→ **Aim**:
Present the rows below as a numbered list, leaving out any blank lines.

(Collected data entries)
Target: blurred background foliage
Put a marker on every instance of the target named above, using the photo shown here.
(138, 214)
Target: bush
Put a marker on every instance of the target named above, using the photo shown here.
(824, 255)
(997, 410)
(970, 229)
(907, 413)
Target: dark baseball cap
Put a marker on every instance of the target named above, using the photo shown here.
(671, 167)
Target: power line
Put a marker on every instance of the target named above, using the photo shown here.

→ **Task output**:
1. Target: blurred background foliage
2. Put a marker on every instance of the target named above, using the photo shown here.
3. (138, 214)
4. Target: bush
5. Put a marker on every instance of the target named above, using the photo shown here.
6. (824, 255)
7. (997, 410)
8. (970, 229)
9. (907, 413)
10. Target: dark baseball cap
11. Put a marker on every instance of the target named above, using the photo shown here.
12. (671, 167)
13. Target: power line
14. Put a marker on every instance of the target named above, using the photo shown here.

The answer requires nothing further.